*** Exercise data

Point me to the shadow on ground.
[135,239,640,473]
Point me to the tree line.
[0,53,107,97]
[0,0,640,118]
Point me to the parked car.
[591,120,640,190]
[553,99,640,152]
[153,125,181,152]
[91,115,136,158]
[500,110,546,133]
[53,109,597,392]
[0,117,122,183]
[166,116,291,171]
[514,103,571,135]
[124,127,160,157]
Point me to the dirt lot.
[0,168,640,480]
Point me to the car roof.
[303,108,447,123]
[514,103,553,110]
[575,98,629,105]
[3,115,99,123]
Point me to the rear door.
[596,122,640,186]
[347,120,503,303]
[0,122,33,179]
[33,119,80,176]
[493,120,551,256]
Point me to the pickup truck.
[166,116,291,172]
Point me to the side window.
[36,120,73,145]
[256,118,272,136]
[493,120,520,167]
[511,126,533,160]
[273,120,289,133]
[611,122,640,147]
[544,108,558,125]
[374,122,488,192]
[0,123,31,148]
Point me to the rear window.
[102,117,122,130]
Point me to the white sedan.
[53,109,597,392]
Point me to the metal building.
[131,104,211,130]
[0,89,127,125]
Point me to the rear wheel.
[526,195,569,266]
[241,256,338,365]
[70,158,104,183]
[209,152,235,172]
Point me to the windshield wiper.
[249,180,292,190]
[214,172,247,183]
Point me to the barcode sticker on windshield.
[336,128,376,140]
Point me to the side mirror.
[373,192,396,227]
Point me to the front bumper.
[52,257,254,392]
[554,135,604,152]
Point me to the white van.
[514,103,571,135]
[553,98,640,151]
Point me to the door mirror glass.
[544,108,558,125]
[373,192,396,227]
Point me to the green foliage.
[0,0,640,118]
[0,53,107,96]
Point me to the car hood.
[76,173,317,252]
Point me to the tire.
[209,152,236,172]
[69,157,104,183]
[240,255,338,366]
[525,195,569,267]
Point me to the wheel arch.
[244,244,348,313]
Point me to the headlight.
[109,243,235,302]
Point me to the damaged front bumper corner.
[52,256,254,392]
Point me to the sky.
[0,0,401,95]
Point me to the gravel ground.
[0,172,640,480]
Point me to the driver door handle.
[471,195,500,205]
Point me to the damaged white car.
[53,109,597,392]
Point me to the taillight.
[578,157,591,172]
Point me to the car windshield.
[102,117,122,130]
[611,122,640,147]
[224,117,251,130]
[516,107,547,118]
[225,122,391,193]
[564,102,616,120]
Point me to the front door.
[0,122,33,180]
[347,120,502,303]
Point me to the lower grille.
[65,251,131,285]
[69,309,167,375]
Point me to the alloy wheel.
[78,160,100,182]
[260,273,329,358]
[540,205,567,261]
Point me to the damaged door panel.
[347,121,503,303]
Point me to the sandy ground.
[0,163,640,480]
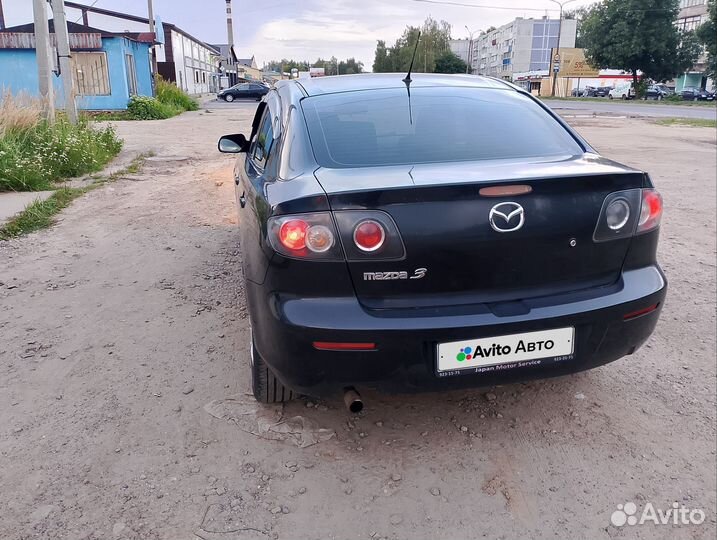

******

Reproduce the listing from the line containing "Point me to the rear wheel." up to and including the line containing "[76,173,317,252]", keeping every request line and multiplying each bounding-box coordinate in the answers by 1.8, rounded to whole numbers with halves rounded up. Output only those lines.

Solution to this task -
Point me to the rear wheel.
[947,351,1024,479]
[434,461,608,657]
[126,284,187,329]
[376,274,423,310]
Point me to the windshield wiper.
[448,324,526,342]
[385,310,445,329]
Point me to the barcode sticker on windshield.
[605,230,677,252]
Point me to the side mirror.
[671,346,713,409]
Point me to the front bumper.
[94,463,457,706]
[997,243,1087,274]
Point me to the white van.
[925,185,1028,243]
[995,176,1152,272]
Point me to the door mirror glass.
[979,194,1004,225]
[671,346,713,409]
Point me to the green foliage.
[0,0,1152,212]
[0,95,193,173]
Point me to the car hood.
[137,311,571,454]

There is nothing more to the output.